** Start of TASK INPUT **

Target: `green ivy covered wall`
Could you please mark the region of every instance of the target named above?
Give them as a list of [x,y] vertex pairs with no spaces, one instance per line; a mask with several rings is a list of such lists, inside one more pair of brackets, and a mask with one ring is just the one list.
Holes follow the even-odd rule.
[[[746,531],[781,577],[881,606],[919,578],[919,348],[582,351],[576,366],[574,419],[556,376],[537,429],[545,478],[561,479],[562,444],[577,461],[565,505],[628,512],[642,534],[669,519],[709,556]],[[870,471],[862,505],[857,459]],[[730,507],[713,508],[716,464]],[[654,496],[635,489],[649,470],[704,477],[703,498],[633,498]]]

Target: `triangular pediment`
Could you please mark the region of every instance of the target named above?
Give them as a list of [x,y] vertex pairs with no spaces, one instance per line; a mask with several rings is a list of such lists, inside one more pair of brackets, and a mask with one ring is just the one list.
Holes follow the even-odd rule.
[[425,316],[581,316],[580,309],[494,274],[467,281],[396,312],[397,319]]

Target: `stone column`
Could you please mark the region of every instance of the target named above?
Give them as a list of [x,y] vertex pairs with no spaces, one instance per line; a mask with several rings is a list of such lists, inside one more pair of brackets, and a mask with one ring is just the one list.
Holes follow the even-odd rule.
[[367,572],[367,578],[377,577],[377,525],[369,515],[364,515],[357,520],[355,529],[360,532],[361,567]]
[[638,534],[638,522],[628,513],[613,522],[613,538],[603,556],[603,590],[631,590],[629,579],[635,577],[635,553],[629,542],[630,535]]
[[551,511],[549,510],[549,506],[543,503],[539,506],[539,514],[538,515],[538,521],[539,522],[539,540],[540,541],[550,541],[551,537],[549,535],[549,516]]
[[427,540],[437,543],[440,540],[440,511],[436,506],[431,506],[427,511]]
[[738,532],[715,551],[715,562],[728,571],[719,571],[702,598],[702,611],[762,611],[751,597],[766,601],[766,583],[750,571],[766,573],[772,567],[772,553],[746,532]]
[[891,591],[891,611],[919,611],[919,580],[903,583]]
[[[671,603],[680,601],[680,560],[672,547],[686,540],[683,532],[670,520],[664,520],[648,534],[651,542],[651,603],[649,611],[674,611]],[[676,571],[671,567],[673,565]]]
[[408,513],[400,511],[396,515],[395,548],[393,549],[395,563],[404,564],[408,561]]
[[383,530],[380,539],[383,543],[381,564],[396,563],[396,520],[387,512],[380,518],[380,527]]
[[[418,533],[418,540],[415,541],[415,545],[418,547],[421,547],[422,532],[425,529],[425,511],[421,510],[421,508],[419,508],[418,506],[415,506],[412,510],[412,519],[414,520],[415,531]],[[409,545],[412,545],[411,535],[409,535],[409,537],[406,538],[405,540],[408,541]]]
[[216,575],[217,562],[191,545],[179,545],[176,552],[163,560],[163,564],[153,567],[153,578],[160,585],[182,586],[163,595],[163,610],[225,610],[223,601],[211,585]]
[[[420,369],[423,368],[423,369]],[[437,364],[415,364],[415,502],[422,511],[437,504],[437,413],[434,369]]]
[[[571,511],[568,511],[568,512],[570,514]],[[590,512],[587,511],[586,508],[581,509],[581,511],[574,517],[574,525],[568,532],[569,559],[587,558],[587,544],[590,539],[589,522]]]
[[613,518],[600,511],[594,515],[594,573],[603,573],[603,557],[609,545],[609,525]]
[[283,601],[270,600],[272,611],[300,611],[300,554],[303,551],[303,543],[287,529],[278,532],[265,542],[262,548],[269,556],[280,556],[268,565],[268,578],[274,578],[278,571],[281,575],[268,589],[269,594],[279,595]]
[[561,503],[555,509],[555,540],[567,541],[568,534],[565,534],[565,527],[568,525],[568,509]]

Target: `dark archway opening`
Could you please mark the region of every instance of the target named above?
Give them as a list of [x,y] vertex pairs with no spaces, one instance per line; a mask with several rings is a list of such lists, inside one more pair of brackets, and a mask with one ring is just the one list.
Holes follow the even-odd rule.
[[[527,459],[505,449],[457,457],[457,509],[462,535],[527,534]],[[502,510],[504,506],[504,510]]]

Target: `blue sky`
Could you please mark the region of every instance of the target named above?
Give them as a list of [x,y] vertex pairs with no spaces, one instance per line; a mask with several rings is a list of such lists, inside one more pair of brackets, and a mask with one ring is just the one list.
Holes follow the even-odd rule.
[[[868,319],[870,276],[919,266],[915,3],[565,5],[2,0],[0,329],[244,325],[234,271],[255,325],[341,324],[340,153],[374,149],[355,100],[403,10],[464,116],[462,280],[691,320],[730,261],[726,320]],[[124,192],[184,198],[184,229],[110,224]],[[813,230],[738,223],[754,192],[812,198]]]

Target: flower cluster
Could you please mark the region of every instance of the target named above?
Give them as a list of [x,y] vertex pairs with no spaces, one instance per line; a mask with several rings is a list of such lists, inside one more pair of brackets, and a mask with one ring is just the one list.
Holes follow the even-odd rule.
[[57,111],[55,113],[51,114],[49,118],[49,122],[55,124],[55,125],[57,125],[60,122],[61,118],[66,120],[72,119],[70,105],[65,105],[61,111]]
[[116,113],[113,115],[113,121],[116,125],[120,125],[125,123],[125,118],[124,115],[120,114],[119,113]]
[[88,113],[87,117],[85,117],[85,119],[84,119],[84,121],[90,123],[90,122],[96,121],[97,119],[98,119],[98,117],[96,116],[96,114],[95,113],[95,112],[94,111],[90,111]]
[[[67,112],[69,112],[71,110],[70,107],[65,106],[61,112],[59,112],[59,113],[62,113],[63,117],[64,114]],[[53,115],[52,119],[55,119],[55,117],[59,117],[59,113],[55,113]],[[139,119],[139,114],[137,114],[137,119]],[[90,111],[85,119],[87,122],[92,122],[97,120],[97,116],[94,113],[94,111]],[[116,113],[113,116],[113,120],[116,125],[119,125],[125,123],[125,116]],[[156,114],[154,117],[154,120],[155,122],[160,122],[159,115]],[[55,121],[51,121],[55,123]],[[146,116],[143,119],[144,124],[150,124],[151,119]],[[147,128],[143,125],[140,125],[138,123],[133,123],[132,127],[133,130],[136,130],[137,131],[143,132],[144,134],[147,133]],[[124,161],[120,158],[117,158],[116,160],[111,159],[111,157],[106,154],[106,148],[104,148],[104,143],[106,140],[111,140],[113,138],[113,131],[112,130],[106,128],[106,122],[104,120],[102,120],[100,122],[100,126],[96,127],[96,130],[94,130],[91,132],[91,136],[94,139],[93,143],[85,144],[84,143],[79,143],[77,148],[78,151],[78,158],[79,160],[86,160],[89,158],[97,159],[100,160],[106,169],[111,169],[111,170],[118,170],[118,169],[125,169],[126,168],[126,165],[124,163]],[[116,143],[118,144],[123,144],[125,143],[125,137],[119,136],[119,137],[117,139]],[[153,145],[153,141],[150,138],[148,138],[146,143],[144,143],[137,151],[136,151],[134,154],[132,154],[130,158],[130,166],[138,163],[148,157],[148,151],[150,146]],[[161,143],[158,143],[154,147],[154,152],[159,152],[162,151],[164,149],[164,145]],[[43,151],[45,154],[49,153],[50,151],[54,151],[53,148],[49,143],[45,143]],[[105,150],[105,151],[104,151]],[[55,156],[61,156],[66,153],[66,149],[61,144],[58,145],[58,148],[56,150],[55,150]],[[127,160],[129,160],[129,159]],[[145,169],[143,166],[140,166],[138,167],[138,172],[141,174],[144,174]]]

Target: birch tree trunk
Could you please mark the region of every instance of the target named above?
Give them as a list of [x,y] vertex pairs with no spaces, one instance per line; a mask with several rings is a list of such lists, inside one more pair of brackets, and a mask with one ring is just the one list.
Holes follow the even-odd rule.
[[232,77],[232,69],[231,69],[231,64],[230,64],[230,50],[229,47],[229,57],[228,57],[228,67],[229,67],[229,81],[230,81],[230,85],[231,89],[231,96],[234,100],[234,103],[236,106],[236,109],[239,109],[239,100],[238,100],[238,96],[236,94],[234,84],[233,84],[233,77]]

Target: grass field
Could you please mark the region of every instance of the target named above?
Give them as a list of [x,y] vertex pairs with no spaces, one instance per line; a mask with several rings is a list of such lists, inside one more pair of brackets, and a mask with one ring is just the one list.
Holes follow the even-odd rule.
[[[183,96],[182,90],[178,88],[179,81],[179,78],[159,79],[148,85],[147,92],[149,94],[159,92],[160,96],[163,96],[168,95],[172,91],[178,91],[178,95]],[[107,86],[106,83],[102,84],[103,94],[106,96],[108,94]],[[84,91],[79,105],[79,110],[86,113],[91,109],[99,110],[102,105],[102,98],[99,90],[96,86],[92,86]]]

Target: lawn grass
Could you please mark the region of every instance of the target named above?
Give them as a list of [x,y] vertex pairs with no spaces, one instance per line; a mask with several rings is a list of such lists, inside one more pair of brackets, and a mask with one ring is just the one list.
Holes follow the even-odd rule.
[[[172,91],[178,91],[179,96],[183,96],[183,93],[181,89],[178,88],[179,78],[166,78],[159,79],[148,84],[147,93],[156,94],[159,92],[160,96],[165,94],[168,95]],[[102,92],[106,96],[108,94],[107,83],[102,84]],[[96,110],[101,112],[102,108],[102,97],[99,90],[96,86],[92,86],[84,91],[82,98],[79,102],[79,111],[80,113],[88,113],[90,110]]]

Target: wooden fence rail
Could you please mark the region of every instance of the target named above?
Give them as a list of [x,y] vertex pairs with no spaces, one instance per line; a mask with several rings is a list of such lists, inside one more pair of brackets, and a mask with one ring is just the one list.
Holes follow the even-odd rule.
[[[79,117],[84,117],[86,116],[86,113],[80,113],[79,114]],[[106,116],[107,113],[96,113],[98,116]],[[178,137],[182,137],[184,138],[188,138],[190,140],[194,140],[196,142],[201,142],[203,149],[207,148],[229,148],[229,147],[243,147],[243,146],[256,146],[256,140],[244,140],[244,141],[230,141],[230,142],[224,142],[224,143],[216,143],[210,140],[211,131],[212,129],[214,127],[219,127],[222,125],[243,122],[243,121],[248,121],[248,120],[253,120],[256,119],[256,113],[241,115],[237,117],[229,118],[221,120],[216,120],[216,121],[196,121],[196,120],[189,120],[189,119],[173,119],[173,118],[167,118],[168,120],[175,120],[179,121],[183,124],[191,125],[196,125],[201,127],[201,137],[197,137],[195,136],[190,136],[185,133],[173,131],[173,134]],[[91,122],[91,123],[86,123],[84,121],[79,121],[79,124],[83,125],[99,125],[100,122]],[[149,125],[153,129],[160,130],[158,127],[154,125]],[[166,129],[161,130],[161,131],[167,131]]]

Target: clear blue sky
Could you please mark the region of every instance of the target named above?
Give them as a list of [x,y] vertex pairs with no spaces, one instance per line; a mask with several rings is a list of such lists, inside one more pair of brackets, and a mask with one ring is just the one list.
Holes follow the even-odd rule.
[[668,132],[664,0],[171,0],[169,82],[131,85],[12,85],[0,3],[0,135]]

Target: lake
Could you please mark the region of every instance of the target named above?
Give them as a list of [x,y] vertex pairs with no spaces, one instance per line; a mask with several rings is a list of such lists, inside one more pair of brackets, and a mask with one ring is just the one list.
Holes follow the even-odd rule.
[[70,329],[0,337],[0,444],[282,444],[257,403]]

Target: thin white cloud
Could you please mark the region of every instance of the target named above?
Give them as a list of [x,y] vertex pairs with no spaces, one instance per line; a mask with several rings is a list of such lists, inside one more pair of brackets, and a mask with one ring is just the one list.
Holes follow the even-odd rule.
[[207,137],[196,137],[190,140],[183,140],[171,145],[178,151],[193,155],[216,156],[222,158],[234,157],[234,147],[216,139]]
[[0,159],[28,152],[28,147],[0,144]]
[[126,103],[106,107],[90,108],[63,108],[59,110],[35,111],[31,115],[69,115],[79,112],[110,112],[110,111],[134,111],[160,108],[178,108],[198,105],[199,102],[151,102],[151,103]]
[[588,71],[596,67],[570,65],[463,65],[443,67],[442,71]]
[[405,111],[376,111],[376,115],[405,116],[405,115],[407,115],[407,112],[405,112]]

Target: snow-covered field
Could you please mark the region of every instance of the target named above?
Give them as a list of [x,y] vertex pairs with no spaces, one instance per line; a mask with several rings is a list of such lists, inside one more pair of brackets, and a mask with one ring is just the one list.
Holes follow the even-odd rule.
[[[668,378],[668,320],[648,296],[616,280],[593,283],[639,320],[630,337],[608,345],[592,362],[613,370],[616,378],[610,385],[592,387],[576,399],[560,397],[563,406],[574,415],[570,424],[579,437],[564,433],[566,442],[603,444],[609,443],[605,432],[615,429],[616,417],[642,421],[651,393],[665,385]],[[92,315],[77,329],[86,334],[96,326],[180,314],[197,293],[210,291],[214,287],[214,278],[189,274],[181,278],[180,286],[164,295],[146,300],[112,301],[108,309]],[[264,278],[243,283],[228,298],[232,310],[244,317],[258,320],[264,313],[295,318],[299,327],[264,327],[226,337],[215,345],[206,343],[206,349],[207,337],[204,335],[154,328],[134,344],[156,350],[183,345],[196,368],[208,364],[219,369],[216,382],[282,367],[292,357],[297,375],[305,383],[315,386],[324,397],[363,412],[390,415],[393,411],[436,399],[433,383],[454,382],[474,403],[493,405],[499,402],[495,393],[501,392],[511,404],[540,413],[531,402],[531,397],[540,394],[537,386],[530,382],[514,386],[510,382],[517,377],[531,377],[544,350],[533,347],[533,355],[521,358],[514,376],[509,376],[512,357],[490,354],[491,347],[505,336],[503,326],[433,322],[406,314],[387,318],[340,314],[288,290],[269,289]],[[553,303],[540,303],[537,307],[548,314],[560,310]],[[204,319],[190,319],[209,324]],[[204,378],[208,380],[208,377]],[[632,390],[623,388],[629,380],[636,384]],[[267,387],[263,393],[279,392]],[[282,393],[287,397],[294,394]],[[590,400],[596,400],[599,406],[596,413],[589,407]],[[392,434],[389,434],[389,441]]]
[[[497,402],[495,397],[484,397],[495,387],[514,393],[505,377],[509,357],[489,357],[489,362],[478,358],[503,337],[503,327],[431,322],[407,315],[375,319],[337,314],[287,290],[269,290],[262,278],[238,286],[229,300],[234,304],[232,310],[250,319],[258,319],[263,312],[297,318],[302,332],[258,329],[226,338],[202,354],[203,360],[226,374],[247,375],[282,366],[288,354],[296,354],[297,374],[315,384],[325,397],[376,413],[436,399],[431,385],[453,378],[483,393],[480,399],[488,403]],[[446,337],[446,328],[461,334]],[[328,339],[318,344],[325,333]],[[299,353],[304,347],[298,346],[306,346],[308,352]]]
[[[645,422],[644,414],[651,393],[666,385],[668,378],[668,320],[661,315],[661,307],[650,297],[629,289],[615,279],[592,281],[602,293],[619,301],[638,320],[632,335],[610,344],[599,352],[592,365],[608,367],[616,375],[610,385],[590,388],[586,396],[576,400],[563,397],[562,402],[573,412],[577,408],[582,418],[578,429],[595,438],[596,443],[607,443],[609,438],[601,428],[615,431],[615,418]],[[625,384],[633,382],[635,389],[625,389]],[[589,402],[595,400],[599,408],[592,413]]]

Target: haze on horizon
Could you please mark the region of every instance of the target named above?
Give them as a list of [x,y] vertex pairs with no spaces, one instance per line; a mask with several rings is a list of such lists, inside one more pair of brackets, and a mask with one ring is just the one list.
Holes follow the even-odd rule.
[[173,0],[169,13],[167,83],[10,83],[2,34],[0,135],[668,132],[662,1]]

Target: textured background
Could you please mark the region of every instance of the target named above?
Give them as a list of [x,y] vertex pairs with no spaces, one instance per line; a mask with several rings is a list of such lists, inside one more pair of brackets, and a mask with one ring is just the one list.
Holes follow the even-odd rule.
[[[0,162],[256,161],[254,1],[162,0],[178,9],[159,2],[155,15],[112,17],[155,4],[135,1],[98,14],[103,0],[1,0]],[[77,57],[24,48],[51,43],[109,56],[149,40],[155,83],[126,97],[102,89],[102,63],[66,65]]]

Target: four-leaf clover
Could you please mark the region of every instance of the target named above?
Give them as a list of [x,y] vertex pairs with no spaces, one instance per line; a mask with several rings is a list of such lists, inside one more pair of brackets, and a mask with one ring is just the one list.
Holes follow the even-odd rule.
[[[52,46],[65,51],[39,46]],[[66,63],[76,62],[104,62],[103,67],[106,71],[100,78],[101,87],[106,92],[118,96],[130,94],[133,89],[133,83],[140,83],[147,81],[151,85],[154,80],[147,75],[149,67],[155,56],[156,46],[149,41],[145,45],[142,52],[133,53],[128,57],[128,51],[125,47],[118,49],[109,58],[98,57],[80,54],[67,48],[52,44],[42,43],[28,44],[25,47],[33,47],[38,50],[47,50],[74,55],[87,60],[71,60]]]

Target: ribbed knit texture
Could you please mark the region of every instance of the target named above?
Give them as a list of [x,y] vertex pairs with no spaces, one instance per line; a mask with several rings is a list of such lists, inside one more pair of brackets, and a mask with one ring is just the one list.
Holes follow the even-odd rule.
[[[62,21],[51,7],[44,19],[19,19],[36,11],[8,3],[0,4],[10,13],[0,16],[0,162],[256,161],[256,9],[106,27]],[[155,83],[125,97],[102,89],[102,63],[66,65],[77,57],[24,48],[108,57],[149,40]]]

** End of TASK INPUT **

== EXERCISE ==
Please find every line in the rows above that contains the string "blue" and copy each one in full. Case counts.

== OUTPUT BELOW ==
Target: `blue sky`
Target: clear blue sky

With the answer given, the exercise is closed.